Задание 1
Сколько раз, согласно фрагменту об Адаме, бывший Адам поменяет имя?
Задание 2
Перепишите из фрагмента об Адаме всё, начиная со слов «Адам еще узнает» и вплоть до слов «постоит под паром.».
Задание 3
Продолжите фрагмент об Адаме, начав сразу после его последнего предложения.

Исходный текст
• • • • • • •

Адам еще узнает свой ад — по мере того, как автор, сочиняющий стихи, как стихи, но и как прозу, а прозу, как библию (это и есть библия — книга), он, уплощающий жирно поблескивающую графику (бумага мелованная) в проектный рулон (лабиринт — четверг, ха-ха, а не среда обитания! — сколькикомнатную нору дадут мне, читающему проектные обоснования и слушающему музыку ватманского листа?)... По мере того, как он будет длить свой мучительный хорал, бывший Адам узнает свой ад и тысячу раз поменяет имя.

Отойди в сторону, девочка, я попробую это сказать, думает он, я попытаюсь за нас двоих. Нет нас двоих, эти слова не делятся на два. Видимо, нужно и мне отойти в сторону, освободить поле, пусть постоит под паром.

• • • • • • •

Исходные данные
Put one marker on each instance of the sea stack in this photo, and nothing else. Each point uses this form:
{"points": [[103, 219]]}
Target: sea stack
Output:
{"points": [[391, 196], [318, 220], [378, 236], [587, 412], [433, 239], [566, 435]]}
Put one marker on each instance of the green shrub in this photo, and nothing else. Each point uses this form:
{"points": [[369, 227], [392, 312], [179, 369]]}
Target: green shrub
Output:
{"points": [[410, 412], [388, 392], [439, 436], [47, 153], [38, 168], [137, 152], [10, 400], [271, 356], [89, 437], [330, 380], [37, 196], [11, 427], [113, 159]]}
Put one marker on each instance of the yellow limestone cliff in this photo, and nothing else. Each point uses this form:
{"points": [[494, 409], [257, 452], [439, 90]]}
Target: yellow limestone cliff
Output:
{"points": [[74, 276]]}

• • • • • • •

Ожидаемый ответ 1
Тысячу раз.

Ожидаемый ответ 2
Адам еще узнает свой ад — по мере того, как автор, сочиняющий стихи, как стихи, но и как прозу, а прозу, как библию (это и есть библия — книга), он, уплощающий жирно поблескивающую графику (бумага мелованная) в проектный рулон (лабиринт — четверг, ха-ха, а не среда обитания! — сколькикомнатную нору дадут мне, читающему проектные обоснования и слушающему музыку ватманского листа?)... По мере того, как он будет длить свой мучительный хорал, бывший Адам узнает свой ад и тысячу раз поменяет имя.

Отойди в сторону, девочка, я попробую это сказать, думает он, я попытаюсь за нас двоих. Нет нас двоих, эти слова не делятся на два. Видимо, нужно и мне отойти в сторону, освободить поле, пусть постоит под паром.

Ожидаемый ответ 3
Заратустра, Фридрих (да, никакой не Родион и даже не Федор) Раскольников, Галина Ивановна, Валюша... Дзын. Обэриутские байки (будто-бы-страницы-из-дневника) на фоне переустройства утомленного мира чувств и бесчувствия. Тютчев тоже жил в Мюнхене и встречался с Гейне, которому очень понравилась сестра жены Тютчева. При чем здесь Тютчев? Видимо, при том, что в загранице (а Соловьев живет в той самой баварской столице) какие-то русские межчеловеческие процедуры становятся нервнее.

Мир вибрирует бесконечно — и на разных языках.

Еще есть слово — мембрана.

Такие тексты, как метатекст Соловьева, в равной степени могут обозначать и смерть литературы, и ее возрождение.

Русская медлительная речь тихо и плавно течет в этих берегах, нервно превращаясь время от времени в громкую и не совсем русскую или совсем не русскую.

Метатекст может быть мертвой водой, что необходима для того, чтобы собрать воедино порубленное богатырское тело.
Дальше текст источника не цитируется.